#### EXERCISE GOAL:
Update each of the records below by replacing "Practice step" with "Exercise", keeping everything else unchanged.

START INFORMATION PROVIDED

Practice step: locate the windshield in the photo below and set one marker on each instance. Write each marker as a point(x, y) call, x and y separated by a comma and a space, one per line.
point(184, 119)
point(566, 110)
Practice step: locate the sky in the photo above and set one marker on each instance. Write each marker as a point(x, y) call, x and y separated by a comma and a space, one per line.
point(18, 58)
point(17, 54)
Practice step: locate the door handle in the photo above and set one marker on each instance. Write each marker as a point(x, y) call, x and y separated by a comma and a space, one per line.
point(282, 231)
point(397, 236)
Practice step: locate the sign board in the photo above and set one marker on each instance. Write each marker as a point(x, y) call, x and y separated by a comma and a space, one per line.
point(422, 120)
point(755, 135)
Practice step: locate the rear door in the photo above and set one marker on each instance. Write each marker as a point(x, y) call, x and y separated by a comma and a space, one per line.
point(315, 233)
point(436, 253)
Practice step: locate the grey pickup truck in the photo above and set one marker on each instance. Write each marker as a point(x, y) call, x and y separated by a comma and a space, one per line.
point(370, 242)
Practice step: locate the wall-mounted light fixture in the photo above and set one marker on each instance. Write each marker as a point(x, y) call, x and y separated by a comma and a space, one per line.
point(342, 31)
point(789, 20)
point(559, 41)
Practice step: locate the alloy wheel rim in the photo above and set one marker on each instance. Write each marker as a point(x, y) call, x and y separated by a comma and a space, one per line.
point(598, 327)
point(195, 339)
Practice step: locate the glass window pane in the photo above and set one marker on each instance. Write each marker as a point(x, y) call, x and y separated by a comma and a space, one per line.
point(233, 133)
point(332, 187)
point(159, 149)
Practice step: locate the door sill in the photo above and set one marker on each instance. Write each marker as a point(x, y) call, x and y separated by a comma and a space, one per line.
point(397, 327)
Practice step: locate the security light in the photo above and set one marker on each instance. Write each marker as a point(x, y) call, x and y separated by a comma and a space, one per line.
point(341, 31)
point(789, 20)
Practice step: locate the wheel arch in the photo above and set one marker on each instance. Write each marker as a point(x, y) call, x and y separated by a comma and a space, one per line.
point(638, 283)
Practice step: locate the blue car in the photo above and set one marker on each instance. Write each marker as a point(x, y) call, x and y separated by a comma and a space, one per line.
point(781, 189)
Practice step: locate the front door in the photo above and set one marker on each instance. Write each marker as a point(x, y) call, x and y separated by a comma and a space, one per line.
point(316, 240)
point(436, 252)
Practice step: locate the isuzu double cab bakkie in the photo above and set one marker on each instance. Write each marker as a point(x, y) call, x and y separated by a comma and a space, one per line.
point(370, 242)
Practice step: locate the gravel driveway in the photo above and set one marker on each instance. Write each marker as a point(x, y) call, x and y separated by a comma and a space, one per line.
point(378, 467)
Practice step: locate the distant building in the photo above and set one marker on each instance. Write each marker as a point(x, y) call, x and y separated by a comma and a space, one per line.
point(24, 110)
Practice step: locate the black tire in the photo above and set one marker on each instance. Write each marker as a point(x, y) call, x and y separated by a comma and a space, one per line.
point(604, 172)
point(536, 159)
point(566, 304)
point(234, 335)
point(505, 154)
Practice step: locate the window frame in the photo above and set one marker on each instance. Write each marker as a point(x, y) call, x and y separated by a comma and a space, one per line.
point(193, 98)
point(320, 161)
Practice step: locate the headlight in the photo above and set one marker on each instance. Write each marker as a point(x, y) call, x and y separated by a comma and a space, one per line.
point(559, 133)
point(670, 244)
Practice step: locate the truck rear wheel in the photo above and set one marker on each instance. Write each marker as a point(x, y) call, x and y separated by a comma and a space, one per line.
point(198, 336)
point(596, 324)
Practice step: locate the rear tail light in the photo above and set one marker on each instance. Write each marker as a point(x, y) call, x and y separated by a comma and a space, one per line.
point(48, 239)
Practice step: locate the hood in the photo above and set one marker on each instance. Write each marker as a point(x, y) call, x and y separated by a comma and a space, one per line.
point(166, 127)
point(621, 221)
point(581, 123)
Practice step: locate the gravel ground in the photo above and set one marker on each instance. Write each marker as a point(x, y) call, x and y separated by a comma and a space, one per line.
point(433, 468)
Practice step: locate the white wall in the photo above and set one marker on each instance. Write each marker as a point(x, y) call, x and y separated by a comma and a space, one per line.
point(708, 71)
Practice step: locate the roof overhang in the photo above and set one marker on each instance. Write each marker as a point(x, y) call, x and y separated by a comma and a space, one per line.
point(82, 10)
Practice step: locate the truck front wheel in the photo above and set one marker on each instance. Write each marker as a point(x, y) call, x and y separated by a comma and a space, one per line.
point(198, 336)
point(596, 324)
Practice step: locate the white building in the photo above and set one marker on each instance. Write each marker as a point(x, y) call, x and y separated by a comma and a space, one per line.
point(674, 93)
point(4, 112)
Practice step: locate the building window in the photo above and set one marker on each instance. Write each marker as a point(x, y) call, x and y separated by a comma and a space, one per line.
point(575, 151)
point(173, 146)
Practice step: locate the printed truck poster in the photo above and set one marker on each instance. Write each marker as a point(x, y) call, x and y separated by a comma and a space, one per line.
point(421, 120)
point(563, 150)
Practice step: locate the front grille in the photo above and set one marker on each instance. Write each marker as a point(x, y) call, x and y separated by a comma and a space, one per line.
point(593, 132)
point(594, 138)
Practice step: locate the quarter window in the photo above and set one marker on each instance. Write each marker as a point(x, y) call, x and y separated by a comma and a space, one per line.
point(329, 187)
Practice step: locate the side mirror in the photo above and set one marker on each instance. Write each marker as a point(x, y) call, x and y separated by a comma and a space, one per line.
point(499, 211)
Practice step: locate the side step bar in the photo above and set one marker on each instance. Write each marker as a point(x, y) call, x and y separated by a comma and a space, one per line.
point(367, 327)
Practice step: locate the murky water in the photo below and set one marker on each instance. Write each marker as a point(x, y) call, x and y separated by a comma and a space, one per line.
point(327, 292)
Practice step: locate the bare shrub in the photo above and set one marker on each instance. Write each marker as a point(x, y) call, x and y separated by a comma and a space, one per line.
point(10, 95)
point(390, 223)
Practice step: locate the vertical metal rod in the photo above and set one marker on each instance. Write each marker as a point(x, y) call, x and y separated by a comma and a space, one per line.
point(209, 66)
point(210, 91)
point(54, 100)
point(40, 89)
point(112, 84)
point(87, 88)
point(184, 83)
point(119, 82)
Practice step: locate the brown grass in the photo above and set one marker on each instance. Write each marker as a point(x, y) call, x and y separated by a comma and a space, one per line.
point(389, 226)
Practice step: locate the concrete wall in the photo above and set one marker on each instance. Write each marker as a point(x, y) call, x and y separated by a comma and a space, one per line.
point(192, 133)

END INFORMATION PROVIDED

#### FULL OUTPUT:
Exercise: locate the windshield in the photo below and set one marker on each instance. Write each marker as a point(x, y) call, x and y separated by a comma and a space, one per line.
point(184, 119)
point(566, 110)
Exercise: locate the sky in the photo above and set one marker on each instance. Write each marker as a point(x, y) call, x and y separated by a comma and a space, one per line.
point(18, 58)
point(17, 54)
Exercise: locate the door handle in the photo above and set one marker on each instance. Write each marker as a point(x, y) call, x and y separated by a comma and a space, one per line.
point(282, 231)
point(397, 236)
Exercise: locate the sign board in the photo above and set one marker on each instance. Write each marker as a point(x, y) call, x and y separated by a comma and a space, one per line.
point(422, 120)
point(755, 135)
Exercise: locate the rear door in the photo above and set one marker on each instance. Write each marker as a point(x, y) call, x and y separated by a comma and a space, one per line.
point(315, 233)
point(436, 253)
Exercise: locate the grey pickup truck in the photo above and set one marker on each instance. Write each marker as a point(x, y) call, x and y separated by a comma and a space, one per line.
point(370, 242)
Exercise: locate the wall-mounted light fixture in the photo above and set one marker on each instance. Write each marker as a point(x, y) call, x and y separated by a comma and a space, one per line.
point(342, 31)
point(789, 20)
point(559, 41)
Exercise: locate the alloy wheel rim in the photo above and set one marker on each instance. Write each marker as a point(x, y) call, x and y separated by a comma and a space, one per line.
point(598, 327)
point(195, 339)
Exercise: locate the glass window pane in the photo above and set one marker on each instance. Write each marker as a point(x, y) call, x and y separated by a comma and a space, one per line.
point(233, 133)
point(332, 187)
point(159, 149)
Exercise: locate the door sill in the photo above and set one marker on each instance. Write each marker as a point(x, y) call, x and y separated by a comma and a space, one per line.
point(397, 327)
Exercise: locate the security light in the photo above and set one marker on each instance. Write each marker as a point(x, y) call, x and y separated by a comma and a space, one per line.
point(341, 31)
point(789, 20)
Exercise: locate the wheel arch in the photo above and set one marker on each instance. Write each marker as a point(x, y) call, x and y separated by a comma and a space, one per line.
point(638, 283)
Exercise: locate the blue car in the photo above and set one marker on each instance. Write each marker as a point(x, y) call, x and y separated by a comma and a space, one per line.
point(781, 189)
Exercise: locate the front door in the photo above and set one marker on each instance. Write each marker as a point(x, y) call, x and y separated by a comma and a space, one per line.
point(316, 240)
point(436, 252)
Exercise: locate the isuzu double cab bakkie in the photo above and set one marker on each instance. Write each marker as a point(x, y) call, x and y separated by a comma and a space, one per line.
point(370, 242)
Exercise: locate the gravel driveway in the photo above and set one marker on each instance. Write each marker as a point(x, y) call, x and y separated by a comma and a space, one per line.
point(378, 467)
Exercise: locate the distant building in the photo above and set one marker on each instance. Write each marker as a point(x, y) call, x and y separated by a comma and a space, one per line.
point(24, 110)
Exercise: locate the black tire in the photo above and set one marker on each instance. Write each marker as a point(x, y) call, x and y separated by a comma and a space, one per line.
point(604, 172)
point(536, 159)
point(566, 304)
point(234, 335)
point(505, 154)
Exercise: locate the window frame in the photo above and set one marker on each instance. Write each marker as a point(x, y) call, x and y separated by a comma and a space, one per line.
point(193, 98)
point(320, 161)
Exercise: locate the headlight in the photo above and set one marker on each instance. Write each marker as a point(x, y) call, x and y separated by a comma and a space, one per line.
point(559, 133)
point(670, 244)
Exercise: locate the truck rear wheel in the photo above and set one marker on each instance. Write each marker as a point(x, y) call, x and y separated by a comma and a space, one per line.
point(198, 336)
point(596, 324)
Exercise: locate the rear tail light in the photo above and set one marker on each instance. Write each marker as a point(x, y) call, x and y separated by a comma and a space, one per line.
point(48, 239)
Exercise: locate the hood in the photo above and set one marker on each instance. Write each marker as a point(x, y) call, x and y separated by a comma and a space, one per line.
point(166, 127)
point(621, 221)
point(581, 123)
Exercise: locate the gravel ground in the photo above and set one marker on each instance. Write each marker as a point(x, y) call, x and y separated by a comma and a space, one per line.
point(433, 468)
Exercise: locate the white wall in the photo above and set one marker on each instance. Write each marker as a point(x, y) call, x and y separated by a comma and a space, one per line.
point(708, 71)
Exercise: locate the roof overhang in the photo above and set one marker on each instance. Write each marker as a point(x, y) call, x and y separated by a comma and a space, one per line.
point(82, 10)
Exercise: locate the truck front wheel in the photo above and set one marker on each instance. Write each marker as a point(x, y) call, x and y separated by a comma and a space, one per line.
point(198, 336)
point(596, 324)
Exercise: locate the white building in the photo above and set one marker on each instance. Write each marker as a point(x, y) call, x and y separated by a comma and a space, one per line.
point(674, 93)
point(4, 112)
Exercise: locate the building window in the photo above and set one marker on each instance. Write each marker as a point(x, y) call, x and y separated by a comma and a space, one per line.
point(575, 151)
point(173, 146)
Exercise: locate the printed truck poster in the photo above and set one marker on each instance. Write each marker as a point(x, y) call, x and y separated by a comma and a space, one per line.
point(421, 120)
point(563, 150)
Exercise: locate the front grille in the photo above and set one marker on each instance. Write each marker as a point(x, y) call, x and y separated by a comma and a space, one per line.
point(593, 132)
point(594, 138)
Exercise: locate the quarter window in the photo above and set one marker on each instance. Write each marker as a point(x, y) call, x and y separated by a comma and a space, one per line.
point(329, 187)
Exercise: locate the side mirror in the photo above and set one marker on each instance. Write each marker as a point(x, y) call, x and y separated by a comma and a space, one per line.
point(499, 211)
Exercise: locate the side step bar in the photo above and set one marker on each instance. Write each marker as a point(x, y) call, x and y separated by a comma and a space, one per line.
point(367, 327)
Exercise: locate the murky water in the photo below and set one marker on each instance. Write each marker as a point(x, y) call, x and y separated by a comma and a space, one per line.
point(327, 292)
Exercise: locate the bare shrub in the photo above and set one marker on each instance. Write each marker as a point(x, y) call, x and y separated by a comma and a space, one per line.
point(10, 95)
point(390, 223)
Exercise: locate the vertical metal rod in the photo above and set one marker on each instance. Write each marker as a point(x, y) call, x and y separated by a comma and a space, one per line.
point(209, 66)
point(210, 91)
point(54, 100)
point(40, 89)
point(112, 84)
point(87, 88)
point(184, 83)
point(119, 82)
Exercise: locate the brown grass in the photo above and set one marker on each instance. Write each marker as a point(x, y) call, x and y separated by a comma and a space, one per line.
point(389, 226)
Exercise: locate the concrete wall in the photo above and set one marker on each instance. Write each marker as a point(x, y) call, x and y separated by a comma and a space, one per line.
point(192, 133)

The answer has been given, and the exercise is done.